* [Task details]
Reproduce the full listing exactly.

§ §

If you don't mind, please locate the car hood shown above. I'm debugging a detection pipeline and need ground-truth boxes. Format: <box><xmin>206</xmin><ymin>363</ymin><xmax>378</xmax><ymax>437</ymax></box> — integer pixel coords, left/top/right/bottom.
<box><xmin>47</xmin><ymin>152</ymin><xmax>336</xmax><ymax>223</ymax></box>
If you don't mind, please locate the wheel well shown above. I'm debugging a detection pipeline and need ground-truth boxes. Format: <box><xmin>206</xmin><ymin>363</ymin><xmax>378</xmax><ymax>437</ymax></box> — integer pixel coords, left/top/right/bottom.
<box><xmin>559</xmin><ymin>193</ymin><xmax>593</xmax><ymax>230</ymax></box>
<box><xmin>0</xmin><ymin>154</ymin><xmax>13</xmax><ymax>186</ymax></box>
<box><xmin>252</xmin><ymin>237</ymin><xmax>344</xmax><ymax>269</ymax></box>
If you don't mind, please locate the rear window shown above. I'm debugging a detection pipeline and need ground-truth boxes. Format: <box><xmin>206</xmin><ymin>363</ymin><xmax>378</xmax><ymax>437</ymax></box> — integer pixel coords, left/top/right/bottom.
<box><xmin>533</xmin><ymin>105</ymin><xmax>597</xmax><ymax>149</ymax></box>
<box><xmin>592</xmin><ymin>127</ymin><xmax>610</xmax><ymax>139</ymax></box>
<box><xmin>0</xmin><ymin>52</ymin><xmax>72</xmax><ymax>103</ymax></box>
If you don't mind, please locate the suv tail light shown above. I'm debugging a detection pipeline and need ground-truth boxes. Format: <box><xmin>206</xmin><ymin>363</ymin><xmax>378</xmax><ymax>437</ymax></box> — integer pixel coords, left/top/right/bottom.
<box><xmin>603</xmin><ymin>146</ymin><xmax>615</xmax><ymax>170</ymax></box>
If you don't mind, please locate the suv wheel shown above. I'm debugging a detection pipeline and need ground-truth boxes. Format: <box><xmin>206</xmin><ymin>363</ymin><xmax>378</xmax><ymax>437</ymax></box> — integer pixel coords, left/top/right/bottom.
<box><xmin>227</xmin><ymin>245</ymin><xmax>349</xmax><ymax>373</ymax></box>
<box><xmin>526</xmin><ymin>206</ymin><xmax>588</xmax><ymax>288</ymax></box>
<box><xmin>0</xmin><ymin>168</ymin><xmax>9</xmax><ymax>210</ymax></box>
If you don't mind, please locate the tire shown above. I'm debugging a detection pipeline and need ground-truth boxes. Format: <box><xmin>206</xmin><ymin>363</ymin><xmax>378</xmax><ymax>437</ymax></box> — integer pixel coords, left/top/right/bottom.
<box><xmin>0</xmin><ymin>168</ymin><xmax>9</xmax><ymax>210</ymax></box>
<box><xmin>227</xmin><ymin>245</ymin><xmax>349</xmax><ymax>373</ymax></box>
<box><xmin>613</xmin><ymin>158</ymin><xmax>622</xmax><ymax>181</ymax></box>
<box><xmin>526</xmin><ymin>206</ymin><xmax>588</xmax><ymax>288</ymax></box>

§ §

* [Task output]
If you don't mind, please locate the car hood shown above. I'm debugging a detection pipeline and need ground-truth boxes. Format: <box><xmin>206</xmin><ymin>363</ymin><xmax>378</xmax><ymax>437</ymax></box> — integer pixel coords, left/top/right/bottom.
<box><xmin>47</xmin><ymin>152</ymin><xmax>336</xmax><ymax>223</ymax></box>
If you don't mind, please locate the wheel well shown above. I'm debugging a detection pipeline and need ground-truth boxes. Format: <box><xmin>206</xmin><ymin>363</ymin><xmax>378</xmax><ymax>437</ymax></box> — integer pixel coords, left/top/right/bottom.
<box><xmin>559</xmin><ymin>193</ymin><xmax>593</xmax><ymax>230</ymax></box>
<box><xmin>0</xmin><ymin>154</ymin><xmax>13</xmax><ymax>186</ymax></box>
<box><xmin>252</xmin><ymin>237</ymin><xmax>344</xmax><ymax>269</ymax></box>
If you don't mind, please locate the rear window shown above. I'm debugging a detection pipeline and need ground-truth boxes. Format: <box><xmin>206</xmin><ymin>363</ymin><xmax>378</xmax><ymax>437</ymax></box> — integer pixel coords, left/top/right/bottom.
<box><xmin>533</xmin><ymin>105</ymin><xmax>597</xmax><ymax>149</ymax></box>
<box><xmin>592</xmin><ymin>127</ymin><xmax>610</xmax><ymax>139</ymax></box>
<box><xmin>0</xmin><ymin>52</ymin><xmax>72</xmax><ymax>103</ymax></box>
If you don't mind, please locate the suv tail light shown above. I'm debugging a detection pipeline and need ground-truth boxes. Format: <box><xmin>206</xmin><ymin>363</ymin><xmax>378</xmax><ymax>437</ymax></box> — integer pixel coords, left/top/right/bottom.
<box><xmin>603</xmin><ymin>146</ymin><xmax>615</xmax><ymax>170</ymax></box>
If you don't mind, please locate the suv wheel shown above. I'm debugging a detection pipeline and need ground-truth boxes. Format: <box><xmin>206</xmin><ymin>363</ymin><xmax>378</xmax><ymax>437</ymax></box> — integer pixel coords, left/top/right/bottom.
<box><xmin>227</xmin><ymin>245</ymin><xmax>349</xmax><ymax>373</ymax></box>
<box><xmin>526</xmin><ymin>206</ymin><xmax>588</xmax><ymax>288</ymax></box>
<box><xmin>0</xmin><ymin>168</ymin><xmax>9</xmax><ymax>210</ymax></box>
If you don't mind, please locate the tire shown above. I'm debugging a detection pipeline and need ground-truth boxes. Format: <box><xmin>206</xmin><ymin>363</ymin><xmax>378</xmax><ymax>437</ymax></box> — integer pixel coords, left/top/right/bottom.
<box><xmin>0</xmin><ymin>168</ymin><xmax>9</xmax><ymax>210</ymax></box>
<box><xmin>227</xmin><ymin>245</ymin><xmax>349</xmax><ymax>373</ymax></box>
<box><xmin>613</xmin><ymin>158</ymin><xmax>622</xmax><ymax>181</ymax></box>
<box><xmin>526</xmin><ymin>206</ymin><xmax>588</xmax><ymax>288</ymax></box>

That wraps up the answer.